▶ _Text excerpt_
--- Start ---

What we fear is that a Darfur situation could be developing in Sri Lanka. If the Sri Lankan military were to defeat LTTE as an effective military force, the Darfur nightmare would repeat itself in Sri Lanka. This is not some paranoia. Read what happened in the past anti-Tamil programs of 1956, 1958 and 1983. Read the heart wrenching accounts of rapes, tortures, mutilations and murders the Tamil people suffered. Interested readers may search the Internet for details. We will simply give a quote from Mr. Natanel Lorch, Israeli Charge d' Affaires to Sri Lanka (1958-1960):

"In Sri Lanka, in 1958, programs were committed against Tamils, barely reported in the western media, but on a scale and with a brutality which compare to the worst in the annals of the Jewish people."

1958 is not the worst of the anti-Tamil programs. 1983 was. Unspeakable crimes were committed against the Tamil people of Sri Lanka.

4. What can the International Community Do?

--- End ---

▶ _Input rows_
--- Start ---

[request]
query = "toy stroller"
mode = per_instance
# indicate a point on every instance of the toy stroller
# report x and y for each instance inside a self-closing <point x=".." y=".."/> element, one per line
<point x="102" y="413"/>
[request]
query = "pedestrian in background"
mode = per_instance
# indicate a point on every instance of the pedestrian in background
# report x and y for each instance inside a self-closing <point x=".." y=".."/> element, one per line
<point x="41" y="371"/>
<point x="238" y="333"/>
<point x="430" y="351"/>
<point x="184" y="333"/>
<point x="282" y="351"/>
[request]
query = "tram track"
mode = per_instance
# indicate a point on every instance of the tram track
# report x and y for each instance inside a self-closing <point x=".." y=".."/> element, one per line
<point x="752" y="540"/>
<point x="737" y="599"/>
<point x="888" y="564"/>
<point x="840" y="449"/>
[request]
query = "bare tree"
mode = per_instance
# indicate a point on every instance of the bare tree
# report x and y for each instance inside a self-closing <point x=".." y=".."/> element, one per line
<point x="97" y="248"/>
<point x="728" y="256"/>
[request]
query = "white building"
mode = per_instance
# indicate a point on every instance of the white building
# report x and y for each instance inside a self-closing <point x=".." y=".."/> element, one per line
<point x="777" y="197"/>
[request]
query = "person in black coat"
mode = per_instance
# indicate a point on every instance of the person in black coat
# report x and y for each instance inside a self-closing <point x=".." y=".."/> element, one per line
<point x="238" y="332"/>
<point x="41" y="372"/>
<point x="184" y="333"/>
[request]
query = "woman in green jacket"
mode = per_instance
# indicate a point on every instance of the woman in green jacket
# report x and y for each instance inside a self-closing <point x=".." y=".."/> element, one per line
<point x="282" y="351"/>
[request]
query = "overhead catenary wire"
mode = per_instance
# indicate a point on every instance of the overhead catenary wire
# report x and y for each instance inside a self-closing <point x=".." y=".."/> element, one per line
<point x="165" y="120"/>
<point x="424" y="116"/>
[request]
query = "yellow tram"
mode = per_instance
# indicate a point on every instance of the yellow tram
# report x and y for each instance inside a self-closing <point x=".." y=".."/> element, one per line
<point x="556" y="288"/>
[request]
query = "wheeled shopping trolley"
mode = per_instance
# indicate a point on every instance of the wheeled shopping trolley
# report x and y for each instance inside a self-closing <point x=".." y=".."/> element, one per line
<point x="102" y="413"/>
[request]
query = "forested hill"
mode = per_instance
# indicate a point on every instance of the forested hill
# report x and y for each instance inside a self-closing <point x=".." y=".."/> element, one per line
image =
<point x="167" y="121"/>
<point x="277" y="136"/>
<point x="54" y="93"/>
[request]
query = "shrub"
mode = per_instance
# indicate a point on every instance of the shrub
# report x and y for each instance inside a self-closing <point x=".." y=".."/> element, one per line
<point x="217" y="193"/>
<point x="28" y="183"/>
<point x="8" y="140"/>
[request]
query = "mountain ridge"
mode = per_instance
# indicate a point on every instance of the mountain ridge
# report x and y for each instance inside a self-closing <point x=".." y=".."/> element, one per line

--- End ---

▶ _What to do_
**a)** Reproduce the passage on anti-Tamil violence in Sri Lanka word for word, from start to finish.
**b)** Collect every line of the rows that contains the string "background", treating uppercase and lowercase as different.

▶ _Results by task_
**a)**
What we fear is that a Darfur situation could be developing in Sri Lanka. If the Sri Lankan military were to defeat LTTE as an effective military force, the Darfur nightmare would repeat itself in Sri Lanka. This is not some paranoia. Read what happened in the past anti-Tamil programs of 1956, 1958 and 1983. Read the heart wrenching accounts of rapes, tortures, mutilations and murders the Tamil people suffered. Interested readers may search the Internet for details. We will simply give a quote from Mr. Natanel Lorch, Israeli Charge d' Affaires to Sri Lanka (1958-1960):

"In Sri Lanka, in 1958, programs were committed against Tamils, barely reported in the western media, but on a scale and with a brutality which compare to the worst in the annals of the Jewish people."

1958 is not the worst of the anti-Tamil programs. 1983 was. Unspeakable crimes were committed against the Tamil people of Sri Lanka.

4. What can the International Community Do?

**b)**
query = "pedestrian in background"
# indicate a point on every instance of the pedestrian in background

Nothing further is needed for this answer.